Warning, you may never look at your makeup brushes the same again. Bacteria build-up on makeup brushes can lead to breakouts, decrease the brush life, and in some cases, may transfer pinkeye to your unsuspecting eyes.
How To Clean Makeup Brushes
How Regularly: Once a week to once a fortnight
Spot Cleaning: After each use, spot cleaning your brush with a cloth and makeup cleaner will help prevent any immediate risk.
- Using a pea-sized amount of brush cleaner, baby wash or a gentle shampoo and softly rub your brush fibres in your hand.
- Rinse your brush under water (always facing fibres down) until the water runs clear.
- To dry properly, lay flat on a dry surface overnight.
Note: Never share your makeup brushes to prevent passing on any infections.
Hairbrushes can be a playground for dust, dirt, oil and even dust mites. And to think, this is regularly being used in your hair! This build-up increases your chance of frizz, oily hair and creepy crawlies. Ick!
How To Clean Hairbrushes
How Regularly: Once a week to once a month
- Using a pick, lift any hair from the base of the brush.
- Cut through the hair using scissors to easily remove the hair before cleaning.
- Create a cleaning mixture using baking soda, mild shampoo and water.

### LISTED ENTRIES
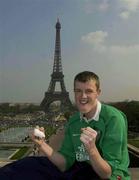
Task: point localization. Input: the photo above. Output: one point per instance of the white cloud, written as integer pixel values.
(128, 7)
(104, 5)
(95, 38)
(91, 6)
(98, 42)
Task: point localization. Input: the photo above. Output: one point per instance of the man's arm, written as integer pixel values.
(101, 167)
(55, 157)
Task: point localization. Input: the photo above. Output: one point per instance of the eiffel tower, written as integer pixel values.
(57, 76)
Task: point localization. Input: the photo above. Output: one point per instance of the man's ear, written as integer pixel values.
(98, 91)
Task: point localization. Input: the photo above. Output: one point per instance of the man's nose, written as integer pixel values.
(84, 94)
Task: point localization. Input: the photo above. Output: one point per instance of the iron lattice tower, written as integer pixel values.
(57, 76)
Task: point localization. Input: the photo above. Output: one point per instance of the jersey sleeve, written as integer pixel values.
(114, 146)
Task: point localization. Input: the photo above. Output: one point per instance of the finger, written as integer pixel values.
(89, 131)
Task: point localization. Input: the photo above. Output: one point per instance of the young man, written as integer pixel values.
(94, 147)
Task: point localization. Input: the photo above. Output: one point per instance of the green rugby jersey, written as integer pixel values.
(111, 140)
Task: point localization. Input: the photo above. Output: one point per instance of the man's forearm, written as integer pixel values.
(101, 167)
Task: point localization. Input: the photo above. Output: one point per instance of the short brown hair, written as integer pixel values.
(86, 76)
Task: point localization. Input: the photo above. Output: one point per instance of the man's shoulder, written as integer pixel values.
(111, 111)
(74, 118)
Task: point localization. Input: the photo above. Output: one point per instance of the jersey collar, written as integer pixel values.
(96, 115)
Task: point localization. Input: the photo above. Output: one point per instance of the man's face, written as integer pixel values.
(86, 94)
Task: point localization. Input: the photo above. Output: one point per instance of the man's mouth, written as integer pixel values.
(83, 101)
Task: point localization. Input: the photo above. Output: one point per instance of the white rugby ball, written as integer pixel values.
(39, 133)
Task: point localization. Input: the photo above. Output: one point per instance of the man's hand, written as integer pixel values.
(34, 135)
(88, 138)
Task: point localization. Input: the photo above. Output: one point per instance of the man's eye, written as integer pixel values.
(89, 91)
(77, 91)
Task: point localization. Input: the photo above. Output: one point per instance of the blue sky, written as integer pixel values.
(101, 36)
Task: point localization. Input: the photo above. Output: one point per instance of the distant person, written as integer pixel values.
(94, 146)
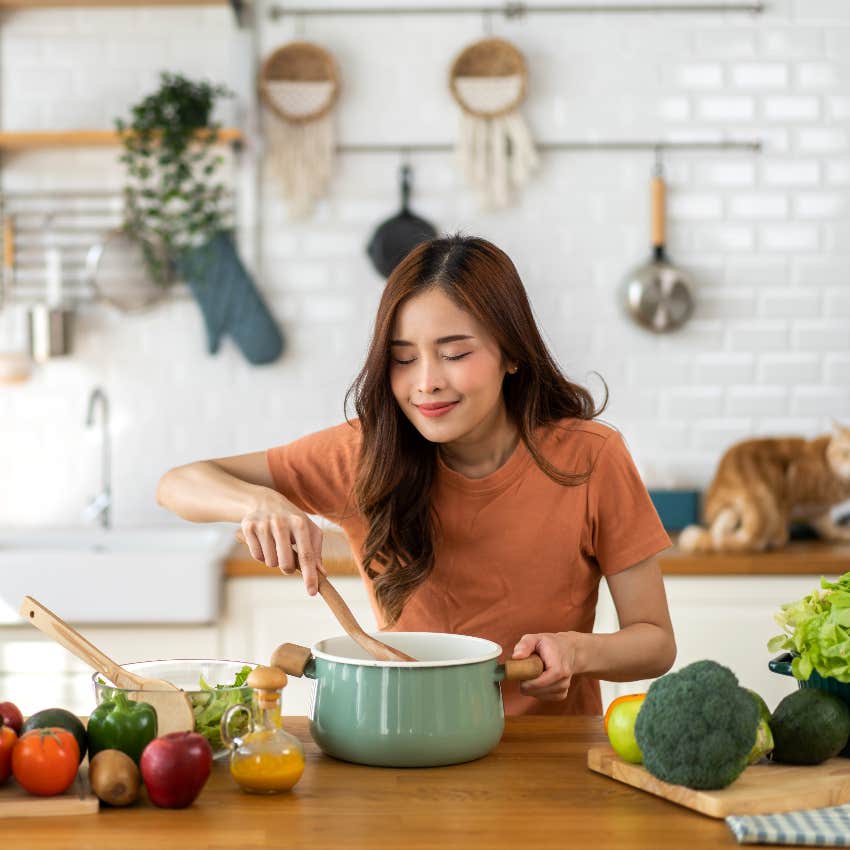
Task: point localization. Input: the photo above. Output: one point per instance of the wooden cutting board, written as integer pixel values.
(761, 789)
(77, 800)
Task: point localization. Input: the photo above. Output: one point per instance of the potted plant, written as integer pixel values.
(175, 207)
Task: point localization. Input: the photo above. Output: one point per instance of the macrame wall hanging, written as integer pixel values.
(299, 84)
(495, 150)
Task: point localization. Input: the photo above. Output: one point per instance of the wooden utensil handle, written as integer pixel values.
(352, 628)
(291, 658)
(55, 627)
(523, 669)
(659, 235)
(8, 243)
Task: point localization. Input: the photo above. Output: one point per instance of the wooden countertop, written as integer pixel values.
(533, 790)
(801, 557)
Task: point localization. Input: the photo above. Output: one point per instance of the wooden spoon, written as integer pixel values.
(173, 708)
(377, 649)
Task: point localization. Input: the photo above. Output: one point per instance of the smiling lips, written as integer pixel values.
(436, 409)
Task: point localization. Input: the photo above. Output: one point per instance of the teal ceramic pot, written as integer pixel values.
(782, 665)
(445, 708)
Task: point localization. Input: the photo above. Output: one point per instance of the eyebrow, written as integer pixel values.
(441, 341)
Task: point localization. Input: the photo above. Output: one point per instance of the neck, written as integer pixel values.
(485, 449)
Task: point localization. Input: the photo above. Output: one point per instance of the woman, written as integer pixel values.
(477, 492)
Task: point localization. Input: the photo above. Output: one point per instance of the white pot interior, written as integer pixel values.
(430, 649)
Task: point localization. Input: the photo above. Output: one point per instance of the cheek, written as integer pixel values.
(397, 385)
(479, 378)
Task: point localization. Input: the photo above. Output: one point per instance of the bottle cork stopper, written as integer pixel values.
(267, 682)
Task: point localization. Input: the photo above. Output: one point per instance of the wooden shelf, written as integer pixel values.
(801, 557)
(72, 4)
(26, 140)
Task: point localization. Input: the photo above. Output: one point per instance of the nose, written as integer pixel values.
(430, 376)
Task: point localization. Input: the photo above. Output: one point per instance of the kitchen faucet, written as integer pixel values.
(98, 507)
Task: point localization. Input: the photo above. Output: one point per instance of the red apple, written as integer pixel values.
(11, 715)
(175, 767)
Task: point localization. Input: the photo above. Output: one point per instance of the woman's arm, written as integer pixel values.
(643, 648)
(241, 489)
(221, 490)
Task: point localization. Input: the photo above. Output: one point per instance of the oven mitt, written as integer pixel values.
(229, 300)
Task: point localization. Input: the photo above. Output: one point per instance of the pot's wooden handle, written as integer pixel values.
(659, 235)
(523, 669)
(55, 627)
(291, 658)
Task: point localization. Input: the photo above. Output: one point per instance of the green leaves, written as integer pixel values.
(210, 705)
(171, 199)
(817, 630)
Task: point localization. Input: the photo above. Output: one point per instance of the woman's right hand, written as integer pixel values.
(271, 532)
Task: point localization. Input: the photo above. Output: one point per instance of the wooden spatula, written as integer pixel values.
(377, 649)
(173, 708)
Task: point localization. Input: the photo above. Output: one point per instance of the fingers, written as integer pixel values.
(554, 682)
(286, 559)
(307, 538)
(251, 540)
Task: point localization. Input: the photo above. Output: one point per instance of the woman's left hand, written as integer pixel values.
(558, 652)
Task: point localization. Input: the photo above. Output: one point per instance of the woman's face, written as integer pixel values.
(446, 370)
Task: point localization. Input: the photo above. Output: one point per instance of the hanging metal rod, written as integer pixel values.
(754, 146)
(518, 10)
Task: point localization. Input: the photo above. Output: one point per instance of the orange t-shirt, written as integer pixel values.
(517, 552)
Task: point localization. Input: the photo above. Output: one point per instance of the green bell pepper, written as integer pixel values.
(121, 724)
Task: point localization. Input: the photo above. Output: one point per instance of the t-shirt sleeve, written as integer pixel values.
(624, 527)
(316, 473)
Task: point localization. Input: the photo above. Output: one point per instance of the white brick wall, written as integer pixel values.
(766, 238)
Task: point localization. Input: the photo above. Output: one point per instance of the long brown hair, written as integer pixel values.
(397, 465)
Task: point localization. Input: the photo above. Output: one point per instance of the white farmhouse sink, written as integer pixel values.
(135, 575)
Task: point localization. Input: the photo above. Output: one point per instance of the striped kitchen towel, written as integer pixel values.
(813, 827)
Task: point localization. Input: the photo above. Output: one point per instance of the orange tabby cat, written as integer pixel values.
(762, 485)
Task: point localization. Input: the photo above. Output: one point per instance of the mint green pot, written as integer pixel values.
(444, 709)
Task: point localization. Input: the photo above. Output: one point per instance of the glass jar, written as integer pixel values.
(266, 759)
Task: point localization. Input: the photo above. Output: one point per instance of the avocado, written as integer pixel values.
(59, 717)
(809, 726)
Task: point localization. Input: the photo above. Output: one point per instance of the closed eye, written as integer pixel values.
(445, 357)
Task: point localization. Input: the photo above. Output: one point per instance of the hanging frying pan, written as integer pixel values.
(399, 235)
(657, 295)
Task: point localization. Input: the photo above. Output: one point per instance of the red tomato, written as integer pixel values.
(45, 761)
(8, 739)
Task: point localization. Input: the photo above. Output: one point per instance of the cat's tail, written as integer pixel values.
(738, 527)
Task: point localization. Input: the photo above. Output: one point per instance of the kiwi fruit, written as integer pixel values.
(114, 778)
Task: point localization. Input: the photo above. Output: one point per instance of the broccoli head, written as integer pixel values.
(696, 727)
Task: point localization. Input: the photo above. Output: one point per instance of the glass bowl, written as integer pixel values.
(209, 684)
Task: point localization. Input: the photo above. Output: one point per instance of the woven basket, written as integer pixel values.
(295, 63)
(488, 58)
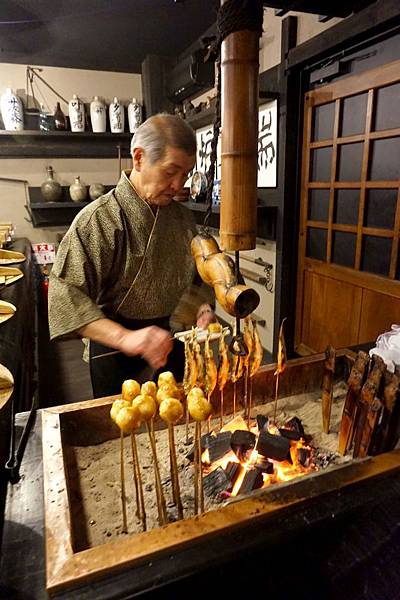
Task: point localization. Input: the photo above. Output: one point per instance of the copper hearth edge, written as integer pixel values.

### WHAT IS BEING ASKED
Rewrite the brush-cleaning text between "How To Clean Makeup" and "dry surface overnight.", inclusive, swapping "cloth" for "microfiber pad". The rows are separate material, independent of the brush-cleaning text.

### RESPONSE
How To Clean Makeup Brushes
How Regularly: Once a week to once a fortnight
Spot Cleaning: After each use, spot cleaning your brush with a microfiber pad and makeup cleaner will help prevent any immediate risk.
- Using a pea-sized amount of brush cleaner, baby wash or a gentle shampoo and softly rub your brush fibres in your hand.
- Rinse your brush under water (always facing fibres down) until the water runs clear.
- To dry properly, lay flat on a dry surface overnight.